Source excerpt:
• • • • •

How the cloud has transformed vendor business models
Subscription services rule
A great example is if you subscribe to a particular magazine or a daily paper. The transition is the way the subscription business models are now becoming pervasive across the world of technology and it has been largely driven by the advent of cloud computing.
There is another dynamic that is important to understand. Today we are seeing technology acquisition and usage being fundamentally influenced by what is happening in the consumer world. If you think of this in terms of how in our own personal lives we use and apply technology in totally different ways than we did in the past, the same goes for businesses.
Our expectations now are that consumer and business should be closer connected. In the context of business, buyers and acquirers of technology have seen that they can now acquire the technology in a different way on a subscription basis. It is analogous in many ways to what is going on with cloud computing.
Cloud computing is fundamentally a utility and the usage is dependent upon the profile and value that is perceived by the end user. Therefore the acquisition of that service or that technology is much more aligned to a subscription base.

• • • • •

Supplied information:
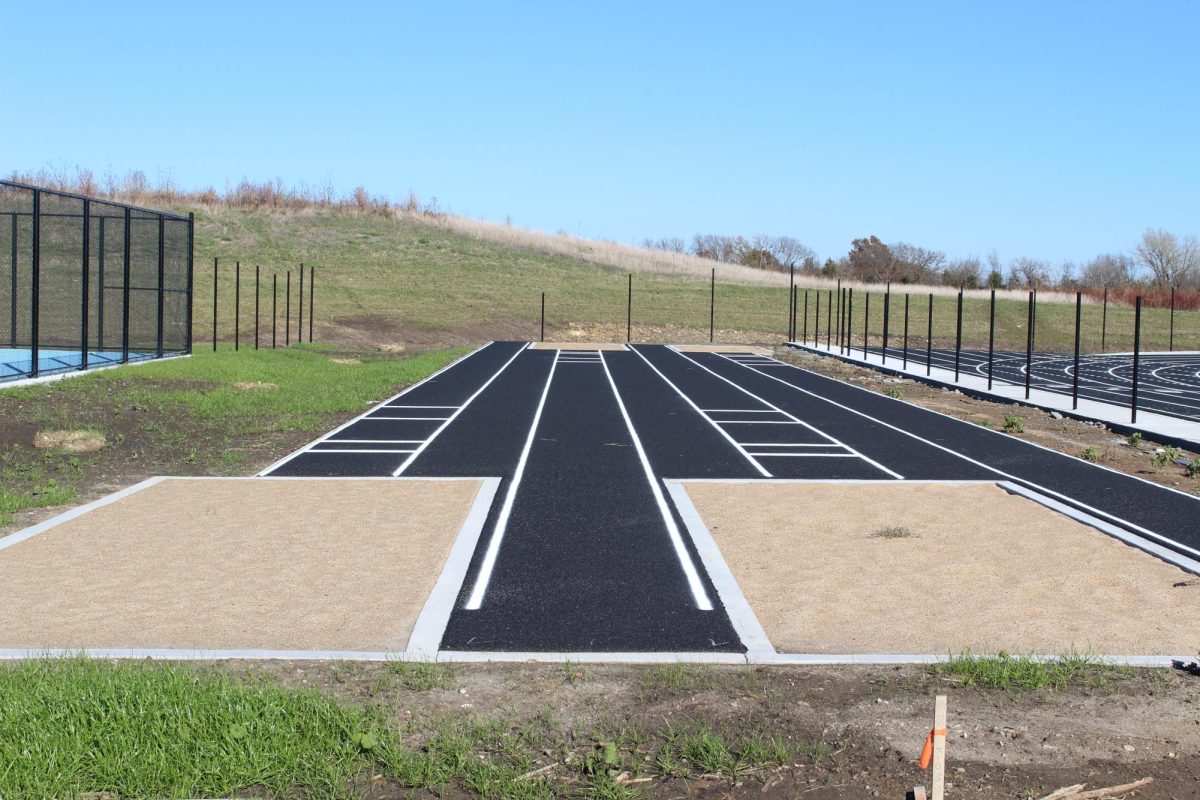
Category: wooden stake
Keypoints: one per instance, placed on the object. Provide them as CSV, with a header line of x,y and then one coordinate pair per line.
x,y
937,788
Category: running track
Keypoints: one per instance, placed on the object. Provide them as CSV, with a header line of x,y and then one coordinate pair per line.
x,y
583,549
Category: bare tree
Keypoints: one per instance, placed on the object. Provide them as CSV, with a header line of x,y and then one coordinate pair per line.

• • • • •

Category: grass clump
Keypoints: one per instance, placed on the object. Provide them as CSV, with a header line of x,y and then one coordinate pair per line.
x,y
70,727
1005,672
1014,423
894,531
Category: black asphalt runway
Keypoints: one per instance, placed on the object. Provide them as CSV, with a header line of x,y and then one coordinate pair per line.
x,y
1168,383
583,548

• • • • •

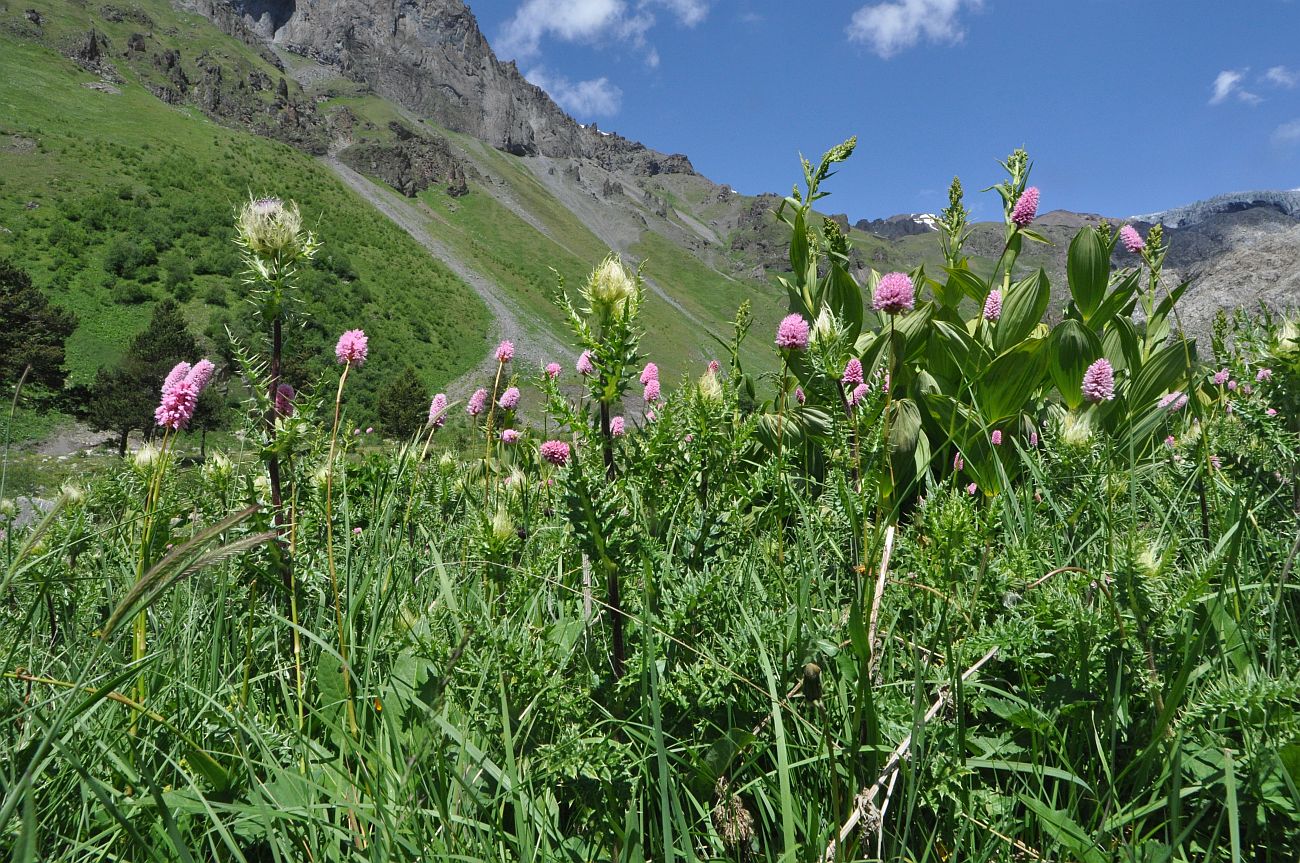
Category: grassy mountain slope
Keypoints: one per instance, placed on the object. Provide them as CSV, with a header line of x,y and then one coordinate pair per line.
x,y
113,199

• • • • •

Things to do:
a) Gather every line of the records that contains the string "Category", matching case exactly.
b) Pick up the article on how the cloud has changed vendor business models after its last sentence and keep writing it.

Task-by-task results:
a)
Category: wooden stake
Category: running track
Category: bare tree
Category: grass clump
Category: black asphalt runway
Category: grassy mountain slope

b)
When we think about the benefits it brings to businesses, it gives them a significantly greater freedom in terms of technology choice, acquisition and indeed technology usage. What a subscription model gives for the end user or the end user business is the freedom to switch more frequently.
The fact that they are less locked in to a particular vendor or to a particular technology means that the end user or business can now actually think about technology, about how it continually offers benefit to their business.
Rather than a lock-in technology stack that may over time diminish in terms of value that it brings to the business.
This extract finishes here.